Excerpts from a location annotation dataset
......
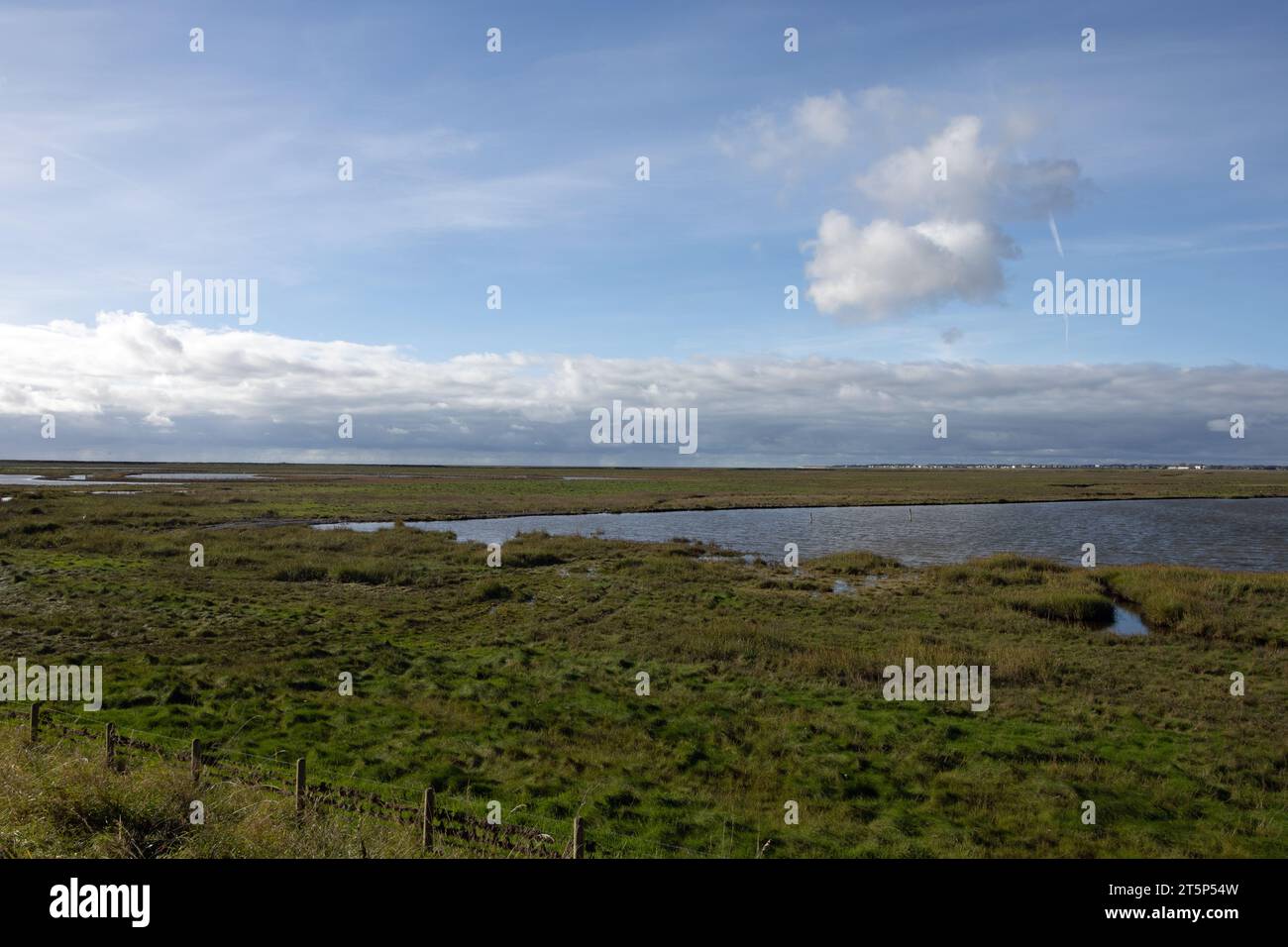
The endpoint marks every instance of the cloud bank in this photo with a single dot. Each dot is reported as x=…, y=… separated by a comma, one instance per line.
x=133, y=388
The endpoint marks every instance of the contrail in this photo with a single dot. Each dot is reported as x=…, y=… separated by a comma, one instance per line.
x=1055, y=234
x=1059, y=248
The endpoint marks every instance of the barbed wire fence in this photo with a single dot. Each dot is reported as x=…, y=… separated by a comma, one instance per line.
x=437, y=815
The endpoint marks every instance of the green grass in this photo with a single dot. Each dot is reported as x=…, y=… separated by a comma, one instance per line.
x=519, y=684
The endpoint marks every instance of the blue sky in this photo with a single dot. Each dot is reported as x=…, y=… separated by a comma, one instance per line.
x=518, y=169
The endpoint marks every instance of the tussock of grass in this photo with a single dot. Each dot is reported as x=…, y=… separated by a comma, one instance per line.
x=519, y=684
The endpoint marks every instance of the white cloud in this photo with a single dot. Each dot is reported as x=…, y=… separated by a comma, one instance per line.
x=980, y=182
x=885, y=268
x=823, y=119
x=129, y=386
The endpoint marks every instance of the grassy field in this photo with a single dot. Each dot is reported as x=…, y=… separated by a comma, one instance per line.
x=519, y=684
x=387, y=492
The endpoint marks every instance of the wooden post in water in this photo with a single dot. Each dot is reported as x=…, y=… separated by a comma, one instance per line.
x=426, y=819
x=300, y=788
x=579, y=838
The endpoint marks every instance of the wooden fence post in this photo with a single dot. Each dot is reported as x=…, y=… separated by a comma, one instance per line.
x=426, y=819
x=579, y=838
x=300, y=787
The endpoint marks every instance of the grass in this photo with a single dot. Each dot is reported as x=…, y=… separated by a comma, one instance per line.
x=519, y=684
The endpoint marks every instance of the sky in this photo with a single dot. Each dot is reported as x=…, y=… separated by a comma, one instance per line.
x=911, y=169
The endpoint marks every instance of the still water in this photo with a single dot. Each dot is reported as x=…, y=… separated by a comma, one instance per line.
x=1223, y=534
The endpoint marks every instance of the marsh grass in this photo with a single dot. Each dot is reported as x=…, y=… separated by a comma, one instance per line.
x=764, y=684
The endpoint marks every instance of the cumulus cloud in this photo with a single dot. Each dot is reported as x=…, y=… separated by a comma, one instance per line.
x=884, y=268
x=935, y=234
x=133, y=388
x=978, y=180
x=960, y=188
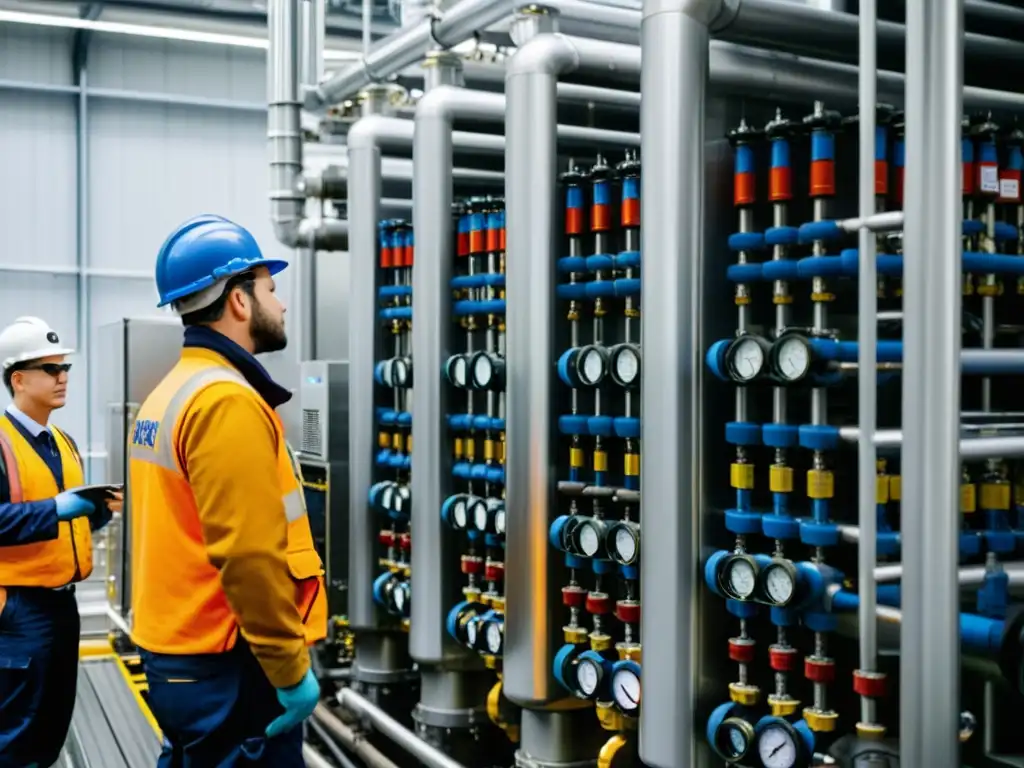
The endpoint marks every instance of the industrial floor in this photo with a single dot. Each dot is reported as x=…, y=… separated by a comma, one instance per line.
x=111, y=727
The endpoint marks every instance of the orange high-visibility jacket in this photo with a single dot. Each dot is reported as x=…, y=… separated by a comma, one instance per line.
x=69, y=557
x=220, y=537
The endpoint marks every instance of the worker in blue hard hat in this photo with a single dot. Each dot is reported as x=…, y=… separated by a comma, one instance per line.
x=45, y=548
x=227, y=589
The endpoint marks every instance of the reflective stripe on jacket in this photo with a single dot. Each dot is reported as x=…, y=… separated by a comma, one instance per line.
......
Task to complete: Pull out every line of the items above and reproduce each one word for word, omitting the pictures.

Written response:
The endpoint marks every instance of the cloud bank in this photo with a single dot. Each dot is reported as x=…, y=… separated by a comma, one instance per line.
x=133, y=388
The endpoint marks every instance of the contrail in this photo with a single dot. Each dot is reported as x=…, y=… separated by a comma, one instance per line.
x=1055, y=234
x=1059, y=248
The endpoint marks every instance of the barbed wire fence in this photo with a single dot. Each dot is reported as x=…, y=… separated by a comma, one instance per line.
x=437, y=815
The endpoint marks every instance of the green grass in this photo with a single dot. Each dot is reported as x=…, y=… separated by a comma, one instance per line.
x=519, y=684
The endpoint marks every instance of the blue sky in this photo with a single dot. Each dot is reported as x=…, y=… separated by a comma, one instance per line.
x=518, y=169
The endpoint marks every instance of the tussock of grass in this photo with a single dot. Each dot is reported as x=…, y=… separated by a comma, one instance per line.
x=519, y=684
The endpoint marks every instance of the white cloud in this photo with a single dot. Each dot is reported as x=…, y=… separated by a comma, one instance per line.
x=980, y=182
x=885, y=268
x=823, y=119
x=129, y=386
The endpoint marks every instance of the grassy field in this photo with a single dot. Each dot is reported as x=…, y=… separated by a comma, one instance per line.
x=519, y=684
x=387, y=492
The endpoint marks every instance of the wooden post in water in this photo with a single dot. Each dot is reported as x=…, y=… separated by a comma, one instance per line.
x=426, y=819
x=300, y=788
x=579, y=838
The endpoint marks every instance of the wooden fence post in this photo with a single dot. Each dot is reported as x=…, y=… separated by a comma, one instance per line.
x=426, y=819
x=579, y=838
x=300, y=787
The endpoint marks every instance of the grass in this photo with a single dot. Each dot is reported as x=…, y=… separated by a comma, one instance per line.
x=519, y=684
The endpoint marks every instance of the sky in this photo with a single dot. Each dot is reported as x=…, y=… separated by a comma, one instance per line.
x=911, y=169
The endpoint marks every instance of the still water in this photo with a single dot. Each dot is reported as x=…, y=… separated by a comma, one instance per line.
x=1223, y=534
The endpoint marks every instance of the marsh grass in this photo with a single dot. Each dot is reported as x=…, y=… separated by a comma, one instance per line.
x=764, y=684
The endpoint marks every instance of the cumulus cloud in this photo with a single dot. Each dot is reported as x=…, y=… separated by a comma, one instance per line.
x=884, y=268
x=935, y=234
x=133, y=388
x=978, y=180
x=960, y=188
The endpoint marks every instance of the industrial floor in this photo with a single dot. Each dot is reported as x=…, y=… separated by a comma, one instance per line.
x=111, y=727
The endpoint marks every instance of the orange high-visibility jacket in this photo with a single dot. Each dot is reported as x=…, y=… separated by a comma, one instance per line.
x=69, y=557
x=220, y=537
The endpoint marks every instance of the worker in blue hard hat in this photo with a single dot. Each dot is reported as x=…, y=… separated by a comma, one instance per line.
x=45, y=548
x=227, y=589
The endpoint marks every instance of the reflective stripe on jacket in this photo with a single dot. Each dot is reported as x=…, y=… separated by a comma, one instance per line.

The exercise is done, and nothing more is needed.